Data excerpts
-- START --

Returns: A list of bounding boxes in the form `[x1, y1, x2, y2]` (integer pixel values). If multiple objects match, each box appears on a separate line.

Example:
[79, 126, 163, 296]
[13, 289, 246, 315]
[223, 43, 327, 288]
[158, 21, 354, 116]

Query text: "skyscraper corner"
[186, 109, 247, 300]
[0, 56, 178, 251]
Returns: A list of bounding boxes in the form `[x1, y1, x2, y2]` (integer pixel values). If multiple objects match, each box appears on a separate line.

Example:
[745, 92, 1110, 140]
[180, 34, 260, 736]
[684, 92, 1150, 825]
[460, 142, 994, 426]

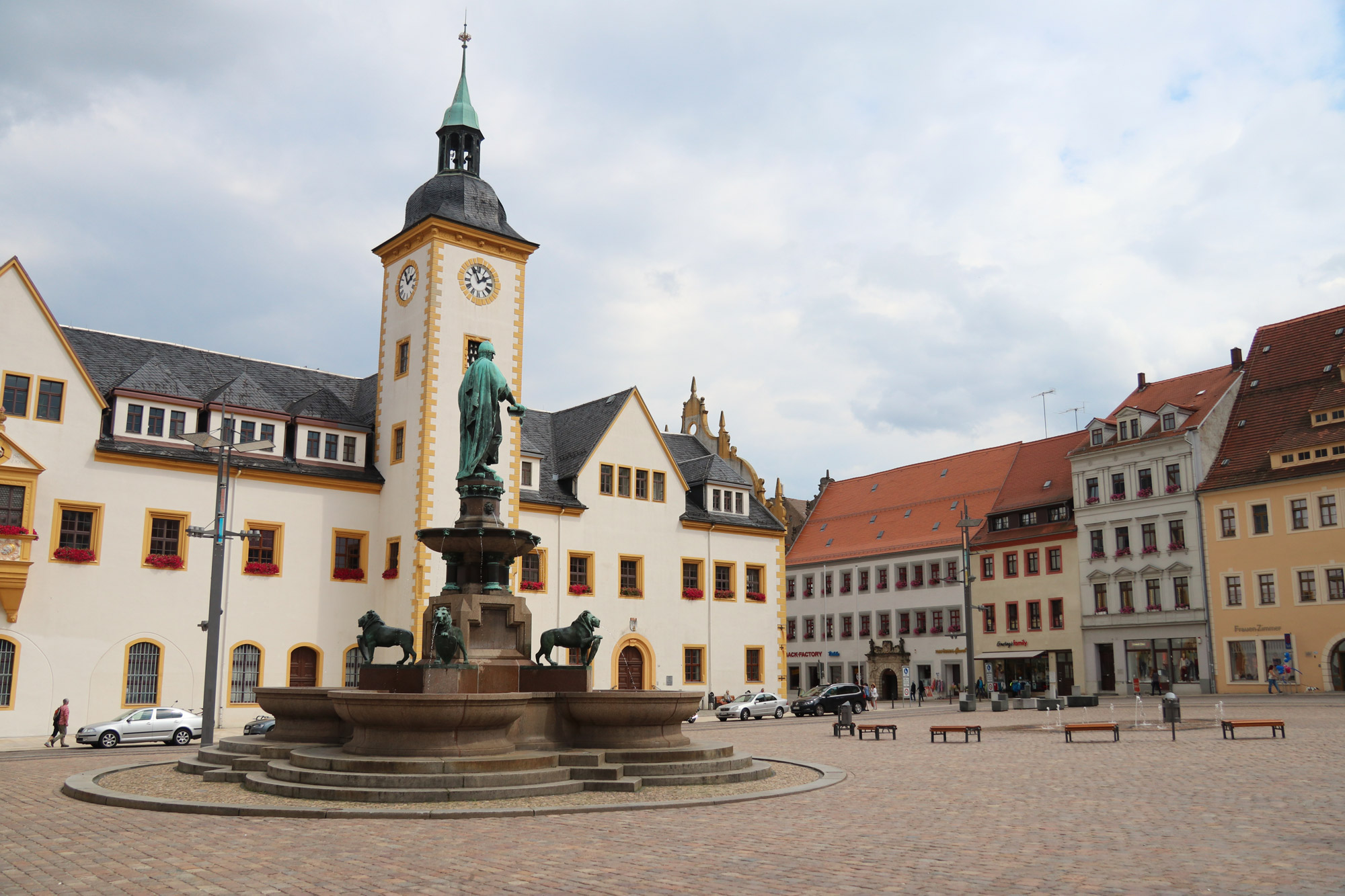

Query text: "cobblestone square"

-- END --

Instructions to follow
Return the rows exactly, from the start through the line containing "[158, 21, 354, 116]".

Result of this exercise
Returns: A list of bounding boxes in the form `[x1, y1, x2, y2]` (integer pixel values). If multiple objects match, each box appears on a separate line.

Example:
[79, 126, 163, 296]
[13, 289, 246, 315]
[223, 43, 327, 288]
[158, 21, 354, 116]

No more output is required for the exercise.